- Problem description: Retype exactly the lines that run from the line with "Locate the pendant" to the final line of the entries, keeping both ends and nothing else.

## begin

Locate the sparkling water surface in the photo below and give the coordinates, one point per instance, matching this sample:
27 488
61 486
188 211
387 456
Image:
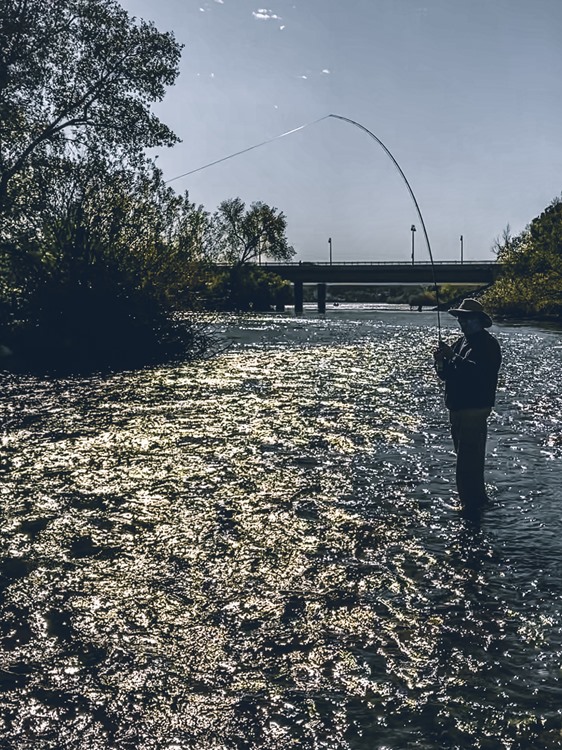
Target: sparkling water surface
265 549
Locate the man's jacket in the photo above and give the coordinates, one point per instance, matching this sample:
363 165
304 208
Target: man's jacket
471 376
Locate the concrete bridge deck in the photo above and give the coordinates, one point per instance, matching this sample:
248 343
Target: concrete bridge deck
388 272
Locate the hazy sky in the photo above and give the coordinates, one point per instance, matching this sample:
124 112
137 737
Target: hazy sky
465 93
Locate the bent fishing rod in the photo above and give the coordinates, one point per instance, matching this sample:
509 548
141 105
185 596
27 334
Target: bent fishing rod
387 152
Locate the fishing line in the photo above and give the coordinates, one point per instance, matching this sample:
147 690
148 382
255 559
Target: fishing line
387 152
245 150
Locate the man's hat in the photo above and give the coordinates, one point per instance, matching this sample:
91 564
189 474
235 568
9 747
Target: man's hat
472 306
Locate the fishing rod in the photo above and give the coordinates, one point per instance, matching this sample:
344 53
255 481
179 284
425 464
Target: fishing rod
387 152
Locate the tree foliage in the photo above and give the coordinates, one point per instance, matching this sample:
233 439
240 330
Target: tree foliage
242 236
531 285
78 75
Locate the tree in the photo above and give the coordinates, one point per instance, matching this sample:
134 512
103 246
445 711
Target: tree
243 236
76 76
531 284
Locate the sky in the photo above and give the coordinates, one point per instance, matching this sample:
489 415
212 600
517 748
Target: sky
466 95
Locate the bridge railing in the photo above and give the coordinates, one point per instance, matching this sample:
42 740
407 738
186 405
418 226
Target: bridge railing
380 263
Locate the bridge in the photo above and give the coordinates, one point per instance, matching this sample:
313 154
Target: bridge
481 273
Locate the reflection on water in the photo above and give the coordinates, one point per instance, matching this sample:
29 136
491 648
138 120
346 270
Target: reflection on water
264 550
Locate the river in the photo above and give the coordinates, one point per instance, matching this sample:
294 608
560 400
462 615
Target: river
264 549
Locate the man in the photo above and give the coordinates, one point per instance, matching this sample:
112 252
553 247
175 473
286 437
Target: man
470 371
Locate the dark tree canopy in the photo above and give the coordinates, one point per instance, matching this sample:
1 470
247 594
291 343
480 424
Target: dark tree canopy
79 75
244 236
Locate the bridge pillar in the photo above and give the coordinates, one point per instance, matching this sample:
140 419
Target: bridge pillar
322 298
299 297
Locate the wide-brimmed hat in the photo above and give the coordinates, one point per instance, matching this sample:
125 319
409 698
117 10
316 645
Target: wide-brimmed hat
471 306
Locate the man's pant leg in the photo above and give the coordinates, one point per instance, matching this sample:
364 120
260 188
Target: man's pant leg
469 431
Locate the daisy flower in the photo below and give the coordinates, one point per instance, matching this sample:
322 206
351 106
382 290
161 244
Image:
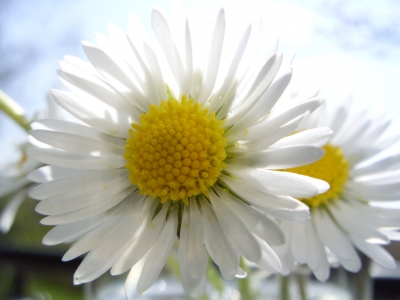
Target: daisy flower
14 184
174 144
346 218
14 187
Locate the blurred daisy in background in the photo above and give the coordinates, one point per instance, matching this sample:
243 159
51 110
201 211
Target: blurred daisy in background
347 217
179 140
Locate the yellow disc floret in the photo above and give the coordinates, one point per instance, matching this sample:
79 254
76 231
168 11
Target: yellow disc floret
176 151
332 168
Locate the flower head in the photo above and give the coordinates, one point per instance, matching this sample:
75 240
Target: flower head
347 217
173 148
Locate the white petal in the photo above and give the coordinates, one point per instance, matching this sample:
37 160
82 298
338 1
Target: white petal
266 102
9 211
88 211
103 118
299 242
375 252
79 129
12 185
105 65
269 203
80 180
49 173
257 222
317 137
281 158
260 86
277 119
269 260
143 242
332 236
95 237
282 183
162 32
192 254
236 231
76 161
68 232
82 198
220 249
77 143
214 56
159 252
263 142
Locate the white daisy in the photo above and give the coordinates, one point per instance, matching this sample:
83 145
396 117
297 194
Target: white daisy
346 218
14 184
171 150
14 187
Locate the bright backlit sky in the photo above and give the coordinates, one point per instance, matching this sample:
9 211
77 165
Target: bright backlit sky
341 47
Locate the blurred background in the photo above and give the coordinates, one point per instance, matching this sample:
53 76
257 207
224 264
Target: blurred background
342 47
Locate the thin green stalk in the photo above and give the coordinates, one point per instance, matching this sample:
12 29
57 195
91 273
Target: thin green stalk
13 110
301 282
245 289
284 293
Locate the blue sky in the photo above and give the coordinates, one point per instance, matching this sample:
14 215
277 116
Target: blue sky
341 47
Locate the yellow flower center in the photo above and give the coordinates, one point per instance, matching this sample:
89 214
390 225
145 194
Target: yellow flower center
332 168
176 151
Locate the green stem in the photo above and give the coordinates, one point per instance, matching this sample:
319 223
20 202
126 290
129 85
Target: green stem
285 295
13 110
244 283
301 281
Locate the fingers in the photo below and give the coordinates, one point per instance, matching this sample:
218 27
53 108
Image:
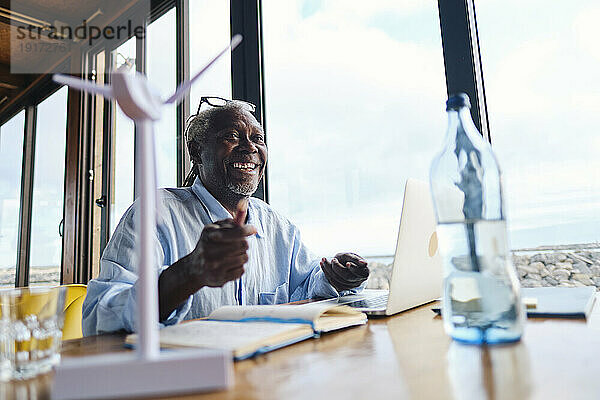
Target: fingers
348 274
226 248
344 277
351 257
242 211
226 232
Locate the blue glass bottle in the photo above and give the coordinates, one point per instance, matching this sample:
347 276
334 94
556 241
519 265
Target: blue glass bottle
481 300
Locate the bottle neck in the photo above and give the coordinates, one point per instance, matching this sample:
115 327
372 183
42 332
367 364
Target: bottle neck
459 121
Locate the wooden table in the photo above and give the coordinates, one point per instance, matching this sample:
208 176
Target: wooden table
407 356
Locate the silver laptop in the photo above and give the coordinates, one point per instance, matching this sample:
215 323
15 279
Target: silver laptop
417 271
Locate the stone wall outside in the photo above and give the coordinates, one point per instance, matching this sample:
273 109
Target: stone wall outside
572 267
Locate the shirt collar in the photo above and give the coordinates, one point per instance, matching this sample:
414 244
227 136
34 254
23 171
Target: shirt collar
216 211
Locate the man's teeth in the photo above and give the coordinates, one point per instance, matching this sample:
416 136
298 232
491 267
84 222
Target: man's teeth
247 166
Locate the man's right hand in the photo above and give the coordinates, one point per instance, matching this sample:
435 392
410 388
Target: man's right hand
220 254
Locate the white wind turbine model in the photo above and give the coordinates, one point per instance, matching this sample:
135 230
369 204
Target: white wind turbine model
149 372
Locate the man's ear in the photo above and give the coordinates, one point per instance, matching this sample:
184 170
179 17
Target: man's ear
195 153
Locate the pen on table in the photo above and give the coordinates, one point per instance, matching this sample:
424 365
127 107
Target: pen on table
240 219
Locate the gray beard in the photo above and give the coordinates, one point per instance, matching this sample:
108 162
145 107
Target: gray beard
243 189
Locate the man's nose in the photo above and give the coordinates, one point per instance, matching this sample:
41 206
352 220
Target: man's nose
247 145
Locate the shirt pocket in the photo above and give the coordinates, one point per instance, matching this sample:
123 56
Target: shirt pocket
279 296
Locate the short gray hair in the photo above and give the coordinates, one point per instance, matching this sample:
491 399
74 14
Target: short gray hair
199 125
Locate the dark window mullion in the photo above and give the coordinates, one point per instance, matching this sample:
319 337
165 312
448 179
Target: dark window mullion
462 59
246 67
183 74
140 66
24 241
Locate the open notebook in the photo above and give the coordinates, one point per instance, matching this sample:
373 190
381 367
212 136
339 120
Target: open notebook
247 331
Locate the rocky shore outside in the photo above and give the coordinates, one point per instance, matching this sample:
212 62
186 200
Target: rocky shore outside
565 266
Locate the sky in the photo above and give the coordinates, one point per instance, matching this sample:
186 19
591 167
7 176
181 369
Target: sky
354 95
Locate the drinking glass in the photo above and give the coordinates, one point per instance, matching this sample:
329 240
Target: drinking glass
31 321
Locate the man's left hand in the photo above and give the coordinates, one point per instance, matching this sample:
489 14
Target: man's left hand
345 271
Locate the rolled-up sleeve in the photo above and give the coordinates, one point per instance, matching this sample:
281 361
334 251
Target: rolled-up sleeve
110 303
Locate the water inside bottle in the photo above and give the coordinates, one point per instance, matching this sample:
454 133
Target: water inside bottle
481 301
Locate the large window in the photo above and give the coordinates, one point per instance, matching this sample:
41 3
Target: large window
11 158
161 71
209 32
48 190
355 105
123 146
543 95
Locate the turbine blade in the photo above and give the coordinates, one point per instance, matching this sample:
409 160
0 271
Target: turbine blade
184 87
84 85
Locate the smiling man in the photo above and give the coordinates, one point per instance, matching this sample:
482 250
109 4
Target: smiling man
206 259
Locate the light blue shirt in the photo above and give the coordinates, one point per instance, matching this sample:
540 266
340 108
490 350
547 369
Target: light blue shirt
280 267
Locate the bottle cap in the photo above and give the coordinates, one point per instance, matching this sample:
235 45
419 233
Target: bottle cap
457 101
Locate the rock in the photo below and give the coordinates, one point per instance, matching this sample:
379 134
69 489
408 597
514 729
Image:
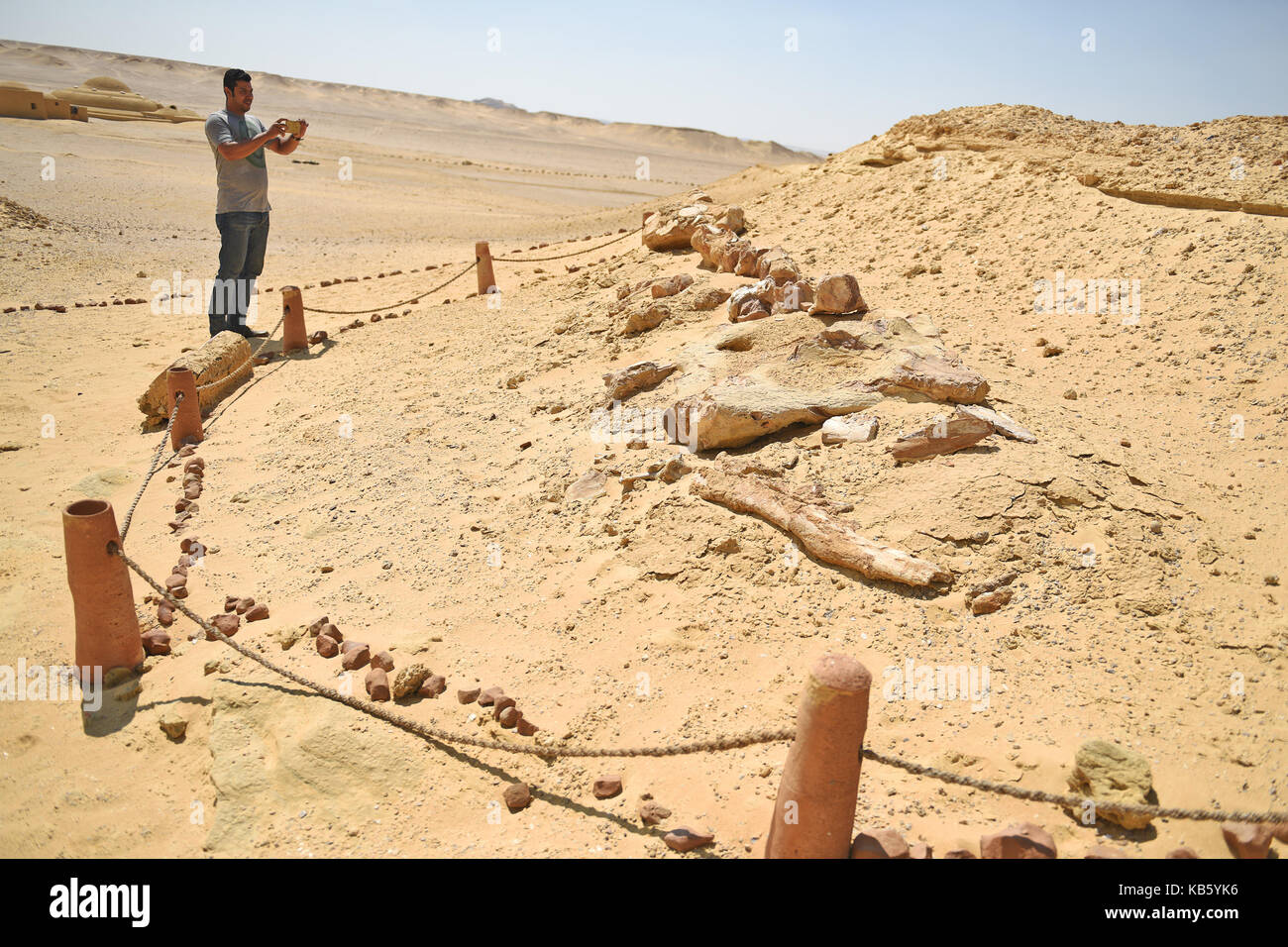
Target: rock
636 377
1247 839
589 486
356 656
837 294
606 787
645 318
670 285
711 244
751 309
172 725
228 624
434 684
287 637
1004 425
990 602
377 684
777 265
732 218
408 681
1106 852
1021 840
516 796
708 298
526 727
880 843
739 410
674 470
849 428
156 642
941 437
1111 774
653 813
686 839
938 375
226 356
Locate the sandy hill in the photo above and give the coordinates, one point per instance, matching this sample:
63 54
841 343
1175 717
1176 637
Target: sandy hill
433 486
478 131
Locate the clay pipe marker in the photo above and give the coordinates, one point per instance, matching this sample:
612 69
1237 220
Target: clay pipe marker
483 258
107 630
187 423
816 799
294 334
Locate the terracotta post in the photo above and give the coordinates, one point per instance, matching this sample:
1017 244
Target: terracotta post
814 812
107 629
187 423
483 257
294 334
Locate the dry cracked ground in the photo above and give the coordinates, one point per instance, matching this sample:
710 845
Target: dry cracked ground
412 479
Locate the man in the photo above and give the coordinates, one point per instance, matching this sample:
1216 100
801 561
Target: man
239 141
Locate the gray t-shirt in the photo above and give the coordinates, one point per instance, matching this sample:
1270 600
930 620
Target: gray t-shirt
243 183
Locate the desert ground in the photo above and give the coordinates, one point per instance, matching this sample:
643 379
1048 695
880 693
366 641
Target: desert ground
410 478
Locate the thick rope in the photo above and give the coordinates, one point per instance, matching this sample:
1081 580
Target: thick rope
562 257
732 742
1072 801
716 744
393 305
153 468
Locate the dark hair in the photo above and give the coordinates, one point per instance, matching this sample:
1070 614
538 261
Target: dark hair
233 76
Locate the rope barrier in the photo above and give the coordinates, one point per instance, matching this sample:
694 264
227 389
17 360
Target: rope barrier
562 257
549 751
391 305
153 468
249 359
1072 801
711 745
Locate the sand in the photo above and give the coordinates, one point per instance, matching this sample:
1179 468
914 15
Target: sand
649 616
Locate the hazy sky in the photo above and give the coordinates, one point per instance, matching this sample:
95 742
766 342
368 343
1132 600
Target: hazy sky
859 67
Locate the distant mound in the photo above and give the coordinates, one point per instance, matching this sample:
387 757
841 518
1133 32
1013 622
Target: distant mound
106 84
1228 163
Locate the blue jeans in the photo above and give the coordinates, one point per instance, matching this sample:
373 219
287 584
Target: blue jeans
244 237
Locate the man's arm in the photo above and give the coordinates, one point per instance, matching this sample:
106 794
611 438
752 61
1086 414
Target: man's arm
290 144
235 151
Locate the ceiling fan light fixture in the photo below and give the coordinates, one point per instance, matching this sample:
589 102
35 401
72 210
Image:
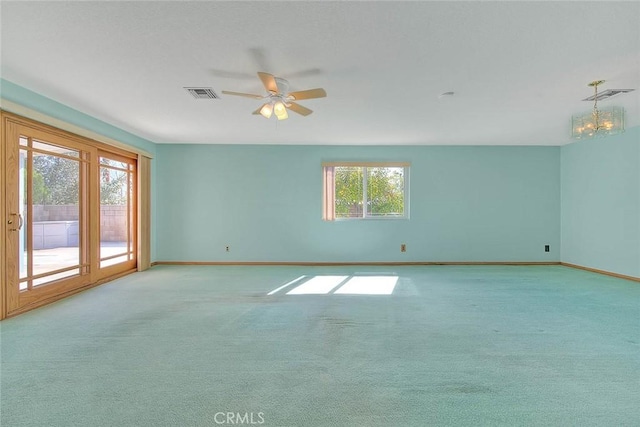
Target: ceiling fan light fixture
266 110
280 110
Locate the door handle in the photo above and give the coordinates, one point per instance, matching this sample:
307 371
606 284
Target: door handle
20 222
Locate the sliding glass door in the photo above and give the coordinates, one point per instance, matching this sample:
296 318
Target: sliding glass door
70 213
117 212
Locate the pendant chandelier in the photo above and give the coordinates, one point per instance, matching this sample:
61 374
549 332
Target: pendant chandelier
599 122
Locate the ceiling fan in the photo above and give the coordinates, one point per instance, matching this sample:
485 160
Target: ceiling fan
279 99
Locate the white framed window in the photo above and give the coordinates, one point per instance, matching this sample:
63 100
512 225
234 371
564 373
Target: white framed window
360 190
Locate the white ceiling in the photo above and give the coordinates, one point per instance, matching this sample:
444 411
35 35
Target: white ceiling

## end

- Response below:
Locate the pendant chandelier in the photo above and give the coordinates, one point per instance, matching this sample:
61 374
549 332
Target: pendant chandelier
599 122
Locate the ceiling fan in the photo above and give the coordinates, one point per instance, matching this sample:
485 160
Target: ceiling fan
279 99
Locate the white framed window in the photo above and give the coordinates, one point per instance, matching this sample:
63 100
512 225
234 371
564 373
Target: white framed window
360 190
Locate the white ceiling in the photo above and give the coordinates, one point per instance, matching this sample:
444 411
35 35
Target: white ceiling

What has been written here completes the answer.